Supplied material START

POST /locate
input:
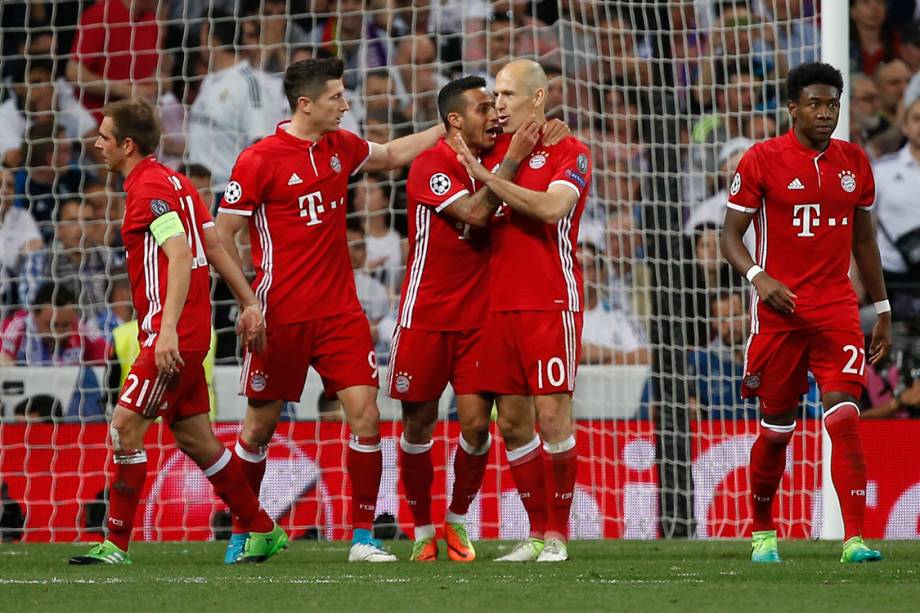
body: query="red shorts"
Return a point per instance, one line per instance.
(777, 364)
(530, 353)
(152, 394)
(338, 347)
(423, 361)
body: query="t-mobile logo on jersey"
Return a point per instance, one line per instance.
(315, 207)
(807, 217)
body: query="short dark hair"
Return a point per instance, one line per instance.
(135, 118)
(224, 28)
(451, 99)
(813, 73)
(308, 78)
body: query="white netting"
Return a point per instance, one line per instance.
(667, 95)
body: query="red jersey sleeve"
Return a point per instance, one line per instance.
(434, 183)
(746, 191)
(247, 186)
(355, 150)
(573, 167)
(867, 182)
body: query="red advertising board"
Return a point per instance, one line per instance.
(55, 470)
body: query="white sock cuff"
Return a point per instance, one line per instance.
(476, 451)
(219, 465)
(244, 454)
(138, 457)
(560, 447)
(414, 448)
(780, 429)
(839, 406)
(520, 452)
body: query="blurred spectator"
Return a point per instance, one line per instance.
(386, 249)
(47, 175)
(873, 40)
(711, 212)
(629, 281)
(418, 80)
(718, 368)
(372, 294)
(19, 237)
(36, 97)
(909, 50)
(115, 52)
(609, 336)
(897, 209)
(235, 106)
(76, 258)
(797, 33)
(361, 45)
(866, 119)
(734, 103)
(50, 333)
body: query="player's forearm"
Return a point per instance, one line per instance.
(403, 150)
(178, 279)
(544, 206)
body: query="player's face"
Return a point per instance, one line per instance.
(480, 120)
(513, 102)
(816, 112)
(327, 110)
(113, 154)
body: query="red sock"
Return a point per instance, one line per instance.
(252, 463)
(848, 465)
(417, 475)
(130, 472)
(768, 462)
(365, 465)
(561, 463)
(226, 475)
(527, 470)
(469, 468)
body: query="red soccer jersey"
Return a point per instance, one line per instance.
(153, 191)
(445, 287)
(115, 45)
(533, 265)
(803, 204)
(294, 193)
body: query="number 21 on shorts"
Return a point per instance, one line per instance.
(855, 354)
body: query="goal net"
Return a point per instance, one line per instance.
(667, 95)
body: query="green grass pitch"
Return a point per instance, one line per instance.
(602, 575)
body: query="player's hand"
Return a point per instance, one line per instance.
(881, 339)
(473, 167)
(166, 354)
(250, 326)
(523, 140)
(554, 131)
(775, 294)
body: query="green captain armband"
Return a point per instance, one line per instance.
(166, 226)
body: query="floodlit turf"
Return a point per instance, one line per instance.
(607, 575)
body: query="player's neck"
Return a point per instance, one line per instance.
(818, 146)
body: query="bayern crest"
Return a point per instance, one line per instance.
(847, 181)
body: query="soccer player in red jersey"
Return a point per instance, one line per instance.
(443, 307)
(532, 337)
(809, 196)
(290, 189)
(170, 239)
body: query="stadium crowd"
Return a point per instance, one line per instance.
(214, 70)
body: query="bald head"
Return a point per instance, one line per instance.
(527, 74)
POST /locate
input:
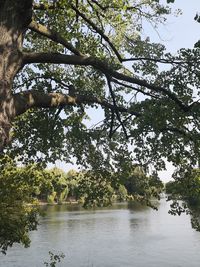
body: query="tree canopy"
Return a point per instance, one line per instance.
(83, 57)
(62, 62)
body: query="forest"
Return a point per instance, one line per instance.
(82, 83)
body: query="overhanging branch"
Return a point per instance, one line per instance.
(35, 99)
(102, 66)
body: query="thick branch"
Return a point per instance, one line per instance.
(35, 99)
(57, 58)
(54, 36)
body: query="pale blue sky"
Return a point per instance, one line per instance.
(179, 32)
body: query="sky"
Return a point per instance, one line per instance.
(178, 32)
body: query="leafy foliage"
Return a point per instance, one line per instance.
(17, 207)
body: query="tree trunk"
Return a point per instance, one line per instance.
(15, 17)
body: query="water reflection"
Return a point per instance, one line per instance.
(118, 236)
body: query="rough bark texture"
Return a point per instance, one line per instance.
(15, 16)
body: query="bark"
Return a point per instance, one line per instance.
(15, 16)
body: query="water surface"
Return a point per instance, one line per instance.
(119, 236)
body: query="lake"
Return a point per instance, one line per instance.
(118, 236)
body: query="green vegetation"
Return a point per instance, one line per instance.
(21, 189)
(80, 82)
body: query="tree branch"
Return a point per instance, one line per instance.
(35, 99)
(102, 66)
(116, 107)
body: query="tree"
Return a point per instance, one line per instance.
(60, 59)
(52, 47)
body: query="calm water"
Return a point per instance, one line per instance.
(119, 236)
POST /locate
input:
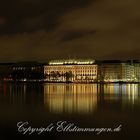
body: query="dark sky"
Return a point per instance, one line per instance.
(42, 29)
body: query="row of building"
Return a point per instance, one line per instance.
(72, 70)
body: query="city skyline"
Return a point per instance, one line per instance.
(41, 29)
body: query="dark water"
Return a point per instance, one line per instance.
(85, 105)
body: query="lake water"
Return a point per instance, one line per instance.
(85, 105)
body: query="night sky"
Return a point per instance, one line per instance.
(47, 29)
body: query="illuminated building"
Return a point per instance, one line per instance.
(28, 71)
(117, 71)
(71, 71)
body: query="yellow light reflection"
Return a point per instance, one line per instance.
(71, 98)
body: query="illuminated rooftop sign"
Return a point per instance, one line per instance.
(72, 61)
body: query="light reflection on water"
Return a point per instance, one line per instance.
(70, 98)
(86, 98)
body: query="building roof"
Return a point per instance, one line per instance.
(72, 61)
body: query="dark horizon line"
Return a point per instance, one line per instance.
(97, 60)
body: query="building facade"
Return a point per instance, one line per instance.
(71, 71)
(28, 71)
(118, 71)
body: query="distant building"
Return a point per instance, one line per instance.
(110, 71)
(71, 70)
(27, 71)
(5, 71)
(115, 71)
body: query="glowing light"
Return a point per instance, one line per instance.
(71, 61)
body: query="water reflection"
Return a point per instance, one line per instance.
(86, 98)
(70, 98)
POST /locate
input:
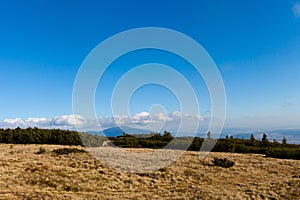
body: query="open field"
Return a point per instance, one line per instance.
(27, 175)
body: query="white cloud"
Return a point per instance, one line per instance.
(69, 120)
(296, 9)
(155, 122)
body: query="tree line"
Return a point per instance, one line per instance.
(154, 140)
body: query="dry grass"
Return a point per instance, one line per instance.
(27, 175)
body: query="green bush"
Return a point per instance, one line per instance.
(222, 162)
(41, 150)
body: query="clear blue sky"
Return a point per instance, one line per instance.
(255, 44)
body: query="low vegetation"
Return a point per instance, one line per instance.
(155, 141)
(65, 151)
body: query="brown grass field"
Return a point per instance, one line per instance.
(27, 175)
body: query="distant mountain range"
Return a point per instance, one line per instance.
(292, 135)
(117, 131)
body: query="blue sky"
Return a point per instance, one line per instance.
(255, 45)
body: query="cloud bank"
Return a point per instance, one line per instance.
(155, 122)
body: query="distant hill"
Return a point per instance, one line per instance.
(117, 131)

Supplied material END

- **Work instructions**: Search the records above for the word "tree" and give the number of lines where it occurs, nothing else.

- **Solution for this exercise**: 5